Seismic wave propagation simulation is key to several HPC workloads. On the one hand, it is at the heart of algorithms such as the Reverse Time Migration (RTM) or the Full Waveform Inversion (FWI) used by the Oil & Gas community to map the underground. On the other hand, it is a key tool to better understand the effects of earthquakes, evaluate seismic hazards and calculate potential damage to buildings. The discretization of the wave equation has therefore been a hot topic of research in the past decades. Which led to several numerical methods being used to simulate the propagation of waves: Spectral Element Methods (SEM), Finite Element Methods (FEM), Discontinuous Galerkin Methods (DGM) or Finite-Difference Methods (FDM). We have shown in a previous blog the readiness of AWS Graviton2 for seismic wave Modeling with SPECFEM3D, which is based on a spectral element method. In the present blog, we would like to study the readiness of AWS Graviton2 for a finite-difference based application: SW4Lite.

☆ ☆ ☆ ☆ ☆

Challenge 1. Find every line in the entries below that contains the word "chive", and copy each one out. Match case exactly.
Challenge 2. Write what comes next in the text on seismic wave simulation, picking up after its last sentence.

☆ ☆ ☆ ☆ ☆

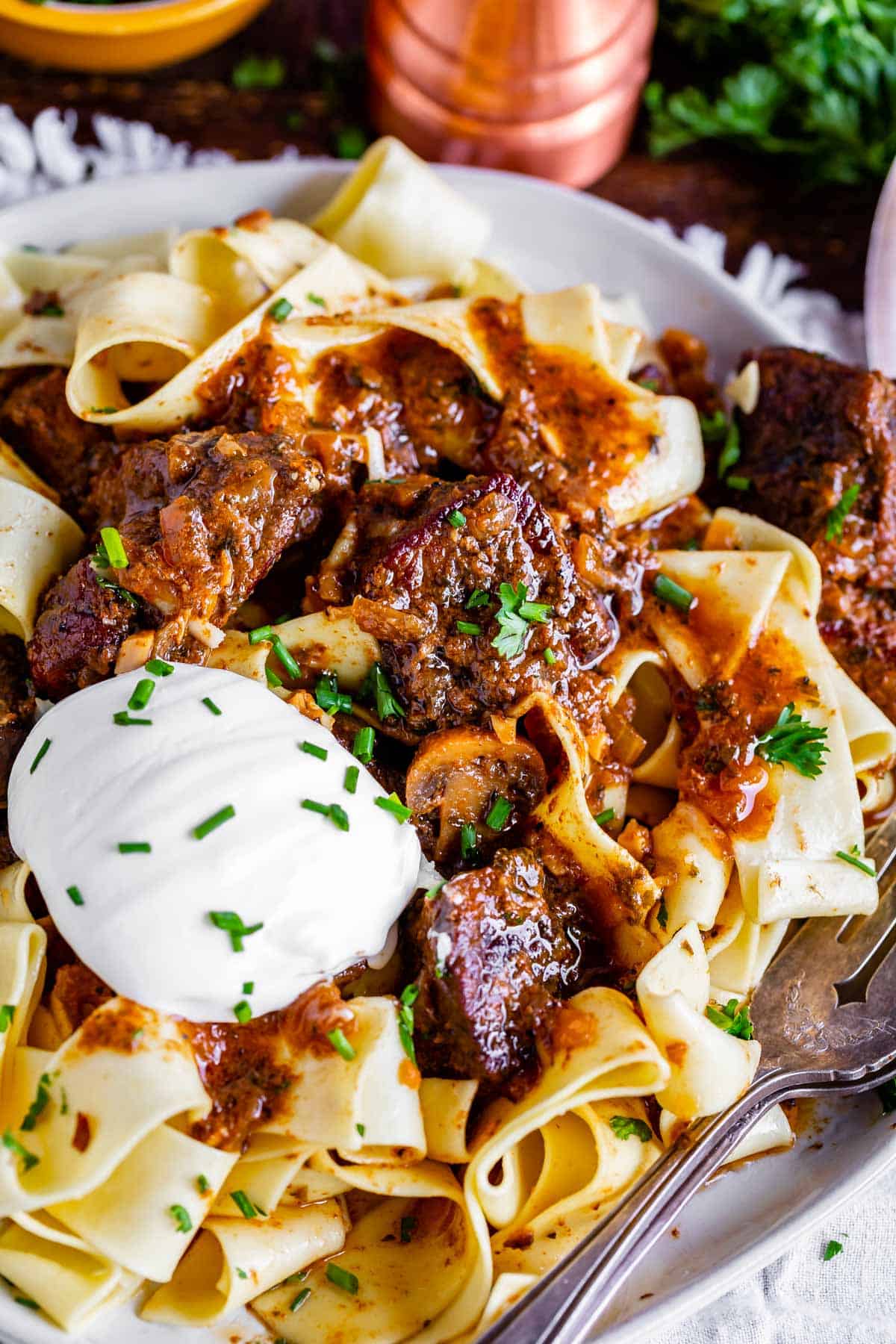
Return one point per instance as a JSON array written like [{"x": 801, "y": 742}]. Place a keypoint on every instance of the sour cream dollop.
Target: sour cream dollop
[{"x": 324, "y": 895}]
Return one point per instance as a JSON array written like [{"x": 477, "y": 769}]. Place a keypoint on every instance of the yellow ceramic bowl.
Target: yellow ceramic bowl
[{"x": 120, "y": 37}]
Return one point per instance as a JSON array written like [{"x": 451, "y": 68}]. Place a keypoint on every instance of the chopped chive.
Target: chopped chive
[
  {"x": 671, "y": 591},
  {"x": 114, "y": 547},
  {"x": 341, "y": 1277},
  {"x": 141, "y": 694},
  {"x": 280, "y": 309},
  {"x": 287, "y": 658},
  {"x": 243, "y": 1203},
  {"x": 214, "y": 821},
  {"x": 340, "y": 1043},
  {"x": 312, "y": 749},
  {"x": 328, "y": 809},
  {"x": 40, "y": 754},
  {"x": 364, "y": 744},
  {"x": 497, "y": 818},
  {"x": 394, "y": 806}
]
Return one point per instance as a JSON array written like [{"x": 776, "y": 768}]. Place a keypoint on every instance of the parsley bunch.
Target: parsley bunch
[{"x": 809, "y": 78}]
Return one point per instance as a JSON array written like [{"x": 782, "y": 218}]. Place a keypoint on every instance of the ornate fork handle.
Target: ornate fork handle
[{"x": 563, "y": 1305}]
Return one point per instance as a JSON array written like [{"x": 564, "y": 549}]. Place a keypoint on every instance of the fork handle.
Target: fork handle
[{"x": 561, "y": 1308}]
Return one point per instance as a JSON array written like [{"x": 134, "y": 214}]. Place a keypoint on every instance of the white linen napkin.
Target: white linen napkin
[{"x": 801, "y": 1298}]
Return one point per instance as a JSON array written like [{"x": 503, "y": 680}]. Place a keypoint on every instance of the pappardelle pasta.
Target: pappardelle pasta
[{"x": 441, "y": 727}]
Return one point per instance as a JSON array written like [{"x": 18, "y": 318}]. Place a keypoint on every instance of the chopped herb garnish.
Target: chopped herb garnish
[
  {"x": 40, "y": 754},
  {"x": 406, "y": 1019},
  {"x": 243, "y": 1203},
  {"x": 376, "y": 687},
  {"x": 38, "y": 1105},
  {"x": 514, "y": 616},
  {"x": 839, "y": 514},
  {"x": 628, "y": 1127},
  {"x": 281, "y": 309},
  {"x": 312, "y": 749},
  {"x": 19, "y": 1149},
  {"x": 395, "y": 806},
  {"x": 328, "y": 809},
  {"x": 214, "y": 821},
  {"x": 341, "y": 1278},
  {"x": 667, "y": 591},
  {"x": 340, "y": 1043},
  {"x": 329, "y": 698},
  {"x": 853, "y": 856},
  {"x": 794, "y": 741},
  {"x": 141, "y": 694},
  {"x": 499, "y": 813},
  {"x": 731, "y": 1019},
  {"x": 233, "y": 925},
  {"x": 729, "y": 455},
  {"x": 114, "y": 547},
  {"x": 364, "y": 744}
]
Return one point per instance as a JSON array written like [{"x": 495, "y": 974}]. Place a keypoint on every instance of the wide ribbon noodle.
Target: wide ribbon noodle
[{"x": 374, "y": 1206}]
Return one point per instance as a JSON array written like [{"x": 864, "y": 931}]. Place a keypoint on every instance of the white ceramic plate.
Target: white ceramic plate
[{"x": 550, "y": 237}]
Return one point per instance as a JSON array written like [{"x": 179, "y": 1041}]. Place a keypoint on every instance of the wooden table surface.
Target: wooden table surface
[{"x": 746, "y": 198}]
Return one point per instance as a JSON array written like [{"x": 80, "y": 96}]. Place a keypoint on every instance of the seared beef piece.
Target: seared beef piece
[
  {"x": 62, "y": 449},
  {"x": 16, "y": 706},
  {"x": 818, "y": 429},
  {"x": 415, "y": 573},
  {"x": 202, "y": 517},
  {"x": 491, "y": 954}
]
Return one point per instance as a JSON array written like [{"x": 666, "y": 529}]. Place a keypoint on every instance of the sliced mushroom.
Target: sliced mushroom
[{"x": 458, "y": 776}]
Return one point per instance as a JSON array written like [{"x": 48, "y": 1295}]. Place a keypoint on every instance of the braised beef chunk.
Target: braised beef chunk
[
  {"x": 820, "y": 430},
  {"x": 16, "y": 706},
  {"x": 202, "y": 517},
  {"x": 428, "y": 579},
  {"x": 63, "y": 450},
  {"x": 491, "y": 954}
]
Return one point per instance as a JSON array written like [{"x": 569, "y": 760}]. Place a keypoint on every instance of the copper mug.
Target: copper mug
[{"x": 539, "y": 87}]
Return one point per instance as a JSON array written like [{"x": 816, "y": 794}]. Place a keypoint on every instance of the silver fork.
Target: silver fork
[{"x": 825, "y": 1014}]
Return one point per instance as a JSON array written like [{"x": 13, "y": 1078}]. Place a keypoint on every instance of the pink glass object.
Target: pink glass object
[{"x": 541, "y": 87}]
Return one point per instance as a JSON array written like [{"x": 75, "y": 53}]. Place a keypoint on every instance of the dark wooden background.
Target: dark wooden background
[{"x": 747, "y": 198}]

☆ ☆ ☆ ☆ ☆

Expected output 1.
Return one point per instance as a JSON array written like [{"x": 451, "y": 68}]. Place a keypoint on every instance of the chopped chive.
Target: chopped chive

Expected output 2.
SW4 [1] was developed at Lawrence Livermore National Laboratory (LLNL) with financial support of the US Department of Energy. SW4 stands for Seismic Waves fourth order. SW4 simulates the propagation of seismic waves in three-dimensional heterogeneous material model. It uses a fourth order in space and time finite-difference discretization of the elastic wave equations in displacement formulation [2],[3]. The dissipative nature of realistic materials can also be modelled by a viscoelastic propagation behavior [4]. SW4 is written in C++ and Fortran. Both shared and distributed memory parallelization of the code are available with a hybrid MPI and OpenMP implementation. GPU and RAJA versions are also available. SW4 source code is available for download here. SW4Lite is a proxy application implementing some of the most compute-intensive kernels of SW4 and its communication scheme. SW4Lite belongs to the ECP Proxy Application Suite. It is used to evaluate and compare different hardware solutions, and in co-design activities to find solutions to overcome exascale challenges. SW4Lite source code can be downloaded here.
Building SW4Lite requires a C++ and Fortran compiler. In our case, we used the version 9.3 of the GNU compilers. The MPI implementation that we used is Open MPI 4.0.3. An implementation of BLAS is also required, we used the Arm Performance Libraries (ArmPL). First retrieve the source code from the Git repository.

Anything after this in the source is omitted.